- _Task requirements_:
Format every one of the items below as a numbered list, and leave out any blank lines.

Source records
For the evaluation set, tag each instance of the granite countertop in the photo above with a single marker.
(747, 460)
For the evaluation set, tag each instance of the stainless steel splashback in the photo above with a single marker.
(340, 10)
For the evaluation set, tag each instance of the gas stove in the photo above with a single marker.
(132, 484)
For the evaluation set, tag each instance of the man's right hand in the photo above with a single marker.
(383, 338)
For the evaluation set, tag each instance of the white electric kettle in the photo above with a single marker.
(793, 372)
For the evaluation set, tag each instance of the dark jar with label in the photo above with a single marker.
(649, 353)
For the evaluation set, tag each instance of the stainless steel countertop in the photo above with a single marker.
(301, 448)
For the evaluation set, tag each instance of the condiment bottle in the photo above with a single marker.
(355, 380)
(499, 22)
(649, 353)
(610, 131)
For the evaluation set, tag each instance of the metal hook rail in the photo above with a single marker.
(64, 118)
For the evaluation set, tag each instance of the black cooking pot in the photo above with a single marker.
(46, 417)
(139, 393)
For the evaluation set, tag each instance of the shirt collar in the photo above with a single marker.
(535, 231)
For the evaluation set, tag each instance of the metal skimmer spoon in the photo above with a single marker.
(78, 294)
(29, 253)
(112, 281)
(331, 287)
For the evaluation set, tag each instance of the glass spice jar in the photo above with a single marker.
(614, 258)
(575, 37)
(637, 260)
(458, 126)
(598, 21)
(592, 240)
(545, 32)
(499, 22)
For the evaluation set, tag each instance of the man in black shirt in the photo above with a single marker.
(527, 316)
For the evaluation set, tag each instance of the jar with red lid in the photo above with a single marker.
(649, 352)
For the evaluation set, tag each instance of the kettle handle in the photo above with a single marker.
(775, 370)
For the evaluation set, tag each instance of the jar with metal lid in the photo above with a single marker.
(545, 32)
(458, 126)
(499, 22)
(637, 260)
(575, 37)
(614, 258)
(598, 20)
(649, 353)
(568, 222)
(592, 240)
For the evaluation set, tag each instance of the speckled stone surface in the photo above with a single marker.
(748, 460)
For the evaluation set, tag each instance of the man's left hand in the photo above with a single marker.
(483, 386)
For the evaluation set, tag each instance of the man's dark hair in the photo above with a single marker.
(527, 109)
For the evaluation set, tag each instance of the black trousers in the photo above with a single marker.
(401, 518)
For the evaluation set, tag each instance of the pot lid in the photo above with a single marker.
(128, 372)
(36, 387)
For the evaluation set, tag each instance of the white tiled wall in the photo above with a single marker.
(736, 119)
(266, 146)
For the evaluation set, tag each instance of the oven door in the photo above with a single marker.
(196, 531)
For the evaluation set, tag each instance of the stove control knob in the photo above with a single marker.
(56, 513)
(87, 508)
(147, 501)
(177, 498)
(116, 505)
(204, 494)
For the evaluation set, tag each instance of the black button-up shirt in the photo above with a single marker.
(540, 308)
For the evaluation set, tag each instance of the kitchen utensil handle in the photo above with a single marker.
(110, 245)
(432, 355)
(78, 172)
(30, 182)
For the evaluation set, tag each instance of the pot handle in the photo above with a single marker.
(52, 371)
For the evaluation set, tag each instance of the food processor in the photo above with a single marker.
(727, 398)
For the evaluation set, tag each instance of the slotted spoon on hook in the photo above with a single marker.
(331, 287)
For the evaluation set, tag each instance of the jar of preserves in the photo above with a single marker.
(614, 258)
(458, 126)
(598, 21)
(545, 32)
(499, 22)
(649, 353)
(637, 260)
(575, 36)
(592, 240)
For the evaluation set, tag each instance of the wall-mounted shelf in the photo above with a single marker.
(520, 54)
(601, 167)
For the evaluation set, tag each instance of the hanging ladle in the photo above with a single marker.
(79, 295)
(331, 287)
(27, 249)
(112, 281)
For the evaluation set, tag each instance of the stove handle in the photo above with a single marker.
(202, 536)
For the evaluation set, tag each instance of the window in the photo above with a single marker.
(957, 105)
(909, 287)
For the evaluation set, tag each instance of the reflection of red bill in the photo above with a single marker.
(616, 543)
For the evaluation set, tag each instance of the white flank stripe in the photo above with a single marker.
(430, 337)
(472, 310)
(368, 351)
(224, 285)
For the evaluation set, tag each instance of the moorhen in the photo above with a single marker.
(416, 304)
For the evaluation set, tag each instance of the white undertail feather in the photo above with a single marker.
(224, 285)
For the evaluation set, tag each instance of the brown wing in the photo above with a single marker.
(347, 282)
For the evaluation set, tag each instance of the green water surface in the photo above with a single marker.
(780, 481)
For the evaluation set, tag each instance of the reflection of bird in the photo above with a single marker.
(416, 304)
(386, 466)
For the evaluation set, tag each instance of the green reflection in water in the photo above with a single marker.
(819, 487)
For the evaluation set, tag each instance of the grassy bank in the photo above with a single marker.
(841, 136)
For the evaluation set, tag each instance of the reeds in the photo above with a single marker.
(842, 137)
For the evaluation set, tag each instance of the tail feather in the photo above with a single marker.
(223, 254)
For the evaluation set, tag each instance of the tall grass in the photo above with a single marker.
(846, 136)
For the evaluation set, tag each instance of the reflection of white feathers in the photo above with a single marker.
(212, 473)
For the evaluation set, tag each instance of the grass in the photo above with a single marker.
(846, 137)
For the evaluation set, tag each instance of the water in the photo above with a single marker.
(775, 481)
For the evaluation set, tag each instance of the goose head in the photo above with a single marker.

- _Solution_:
1. For the evaluation set, tag each instance of the granite countertop in the photo above with a single marker.
2. (747, 460)
3. For the evaluation set, tag each instance of the stainless steel splashback in the photo above with a single marker.
4. (340, 10)
5. For the evaluation set, tag each instance of the gas stove in the photo above with a single marker.
6. (132, 484)
7. For the evaluation set, tag each instance of the man's right hand in the photo above with a single marker.
8. (383, 338)
9. For the evaluation set, tag each instance of the white electric kettle in the photo above with a single marker.
10. (793, 372)
11. For the evaluation set, tag each instance of the dark jar with label in the photo above with a single marker.
12. (649, 353)
13. For the evaluation set, tag each instance of the stainless steel countertop in the photo above with a single marker.
14. (301, 448)
15. For the evaluation set, tag each instance of the condiment bottle in the photo above with a single marker.
16. (355, 380)
17. (499, 22)
18. (649, 353)
19. (610, 131)
20. For the evaluation set, tag each instance of the metal hook rail in the photo above with a single marker.
21. (64, 118)
22. For the evaluation set, tag each instance of the black cooking pot in the photo above with a single marker.
23. (46, 417)
24. (139, 393)
25. For the evaluation set, tag each instance of the shirt collar in the photo above with a single marker.
26. (535, 231)
27. For the evaluation set, tag each instance of the metal skimmer spoon in the photo above with a single marker.
28. (78, 294)
29. (29, 253)
30. (112, 281)
31. (331, 287)
32. For the evaluation set, tag each instance of the glass spice jar in the photo above with a single marker.
33. (614, 258)
34. (575, 37)
35. (637, 260)
36. (458, 126)
37. (598, 21)
38. (592, 240)
39. (545, 32)
40. (499, 22)
41. For the evaluation set, tag each instance of the man in black shirt in the photo above with a single marker.
42. (527, 316)
43. For the evaluation set, tag each instance of the jar with red lid in the photo above with a single marker.
44. (649, 352)
45. For the evaluation set, tag each instance of the kettle handle in the photo above with a single marker.
46. (775, 370)
47. For the evaluation set, tag each instance of the jar with metal lid in the photo above with a single marker.
48. (545, 32)
49. (458, 126)
50. (499, 22)
51. (637, 260)
52. (575, 37)
53. (614, 258)
54. (598, 20)
55. (649, 353)
56. (568, 222)
57. (592, 240)
58. For the evaluation set, tag each instance of the speckled stone surface in the photo above with a single marker.
59. (748, 460)
60. For the evaluation set, tag each instance of the man's left hand in the photo above with a single marker.
61. (483, 386)
62. For the evaluation set, tag each instance of the man's dark hair in the photo above with a single marker.
63. (527, 109)
64. For the evaluation set, tag each instance of the black trousers in the photo above with a single marker.
65. (401, 518)
66. For the evaluation set, tag each instance of the pot lid in the photo above with a single marker.
67. (128, 372)
68. (36, 387)
69. For the evaluation set, tag each instance of the white tiled wall in the photo above with a single marker.
70. (736, 119)
71. (266, 146)
72. For the evaluation set, tag each instance of the oven door in the photo above with a single marker.
73. (196, 531)
74. For the evaluation set, tag each instance of the stove control knob in the photo above with a single marker.
75. (56, 513)
76. (87, 508)
77. (147, 501)
78. (177, 498)
79. (116, 505)
80. (204, 494)
81. For the evaluation set, tag each instance of the black button-up shirt in the photo above with a single marker.
82. (540, 308)
83. For the evaluation set, tag each instance of the kitchen utensil handle in the photo above with a single marker.
84. (110, 245)
85. (432, 355)
86. (78, 172)
87. (30, 182)
88. For the evaluation set, tag each instance of the pot handle in the photo above with a single marker.
89. (52, 371)
90. For the evaluation set, tag each instance of the food processor in the photo above with a single marker.
91. (727, 398)
92. For the evaluation set, tag each instance of the slotted spoon on hook in the photo above with a single marker.
93. (331, 287)
94. For the evaluation set, tag each instance of the jar of preserves in the photo above with a single marker.
95. (614, 258)
96. (458, 126)
97. (598, 21)
98. (545, 32)
99. (499, 22)
100. (649, 353)
101. (637, 260)
102. (575, 36)
103. (592, 240)
104. For the evaluation set, tag each instance of the wall-mounted shelf in the photo above with a single marker.
105. (520, 54)
106. (601, 167)
107. For the evaluation set, tag each instance of the hanging ladle in the photo above with a single marker.
108. (79, 295)
109. (331, 287)
110. (27, 249)
111. (112, 281)
112. For the evaluation set, tag each instance of the stove handle in the photo above with a single marker.
113. (202, 536)
114. For the evaluation set, tag each instance of the window in the photo above with a single marker.
115. (957, 105)
116. (909, 287)
117. For the evaluation set, tag each instance of the reflection of red bill in the photo above with a single marker.
118. (616, 543)
119. For the evaluation set, tag each instance of the white flank stripe in the photo above with a single marker.
120. (430, 337)
121. (472, 310)
122. (368, 351)
123. (224, 285)
124. For the evaluation set, tag each instance of the moorhen in the photo above with a single marker.
125. (416, 304)
126. For the evaluation set, tag each instance of the white undertail feather in the photo above with a single marker.
127. (224, 285)
128. For the evaluation set, tag each instance of the brown wing in the photo above with a single marker.
129. (347, 282)
130. For the evaluation set, tag each instance of the green water surface in the photo above with a single marker.
131. (780, 481)
132. For the evaluation set, tag each instance of the reflection of bird in the photo above with a single marker.
133. (416, 304)
134. (386, 466)
135. For the evaluation set, tag each instance of the green reflection in water in the photo above with a single marker.
136. (819, 487)
137. For the evaluation set, tag each instance of the grassy bank in the photo above with a single marker.
138. (841, 136)
139. For the evaluation set, tag each instance of the reeds in the photo above with a single marker.
140. (842, 137)
141. For the evaluation set, tag each instance of the tail feather in the photo above with a single marker.
142. (223, 254)
143. For the evaluation set, tag each instance of the tall grass in the photo above with a single marker.
144. (846, 136)
145. For the evaluation set, tag each instance of the reflection of white feathers in the photo above with a single marker.
146. (212, 473)
147. For the evaluation set, tag each instance of the grass in the photo above with a single marker.
148. (846, 137)
149. For the evaluation set, tag each instance of the water in the photo above with a single marker.
150. (775, 481)
151. For the evaluation set, tag each instance of the goose head in the photo above with a single marker.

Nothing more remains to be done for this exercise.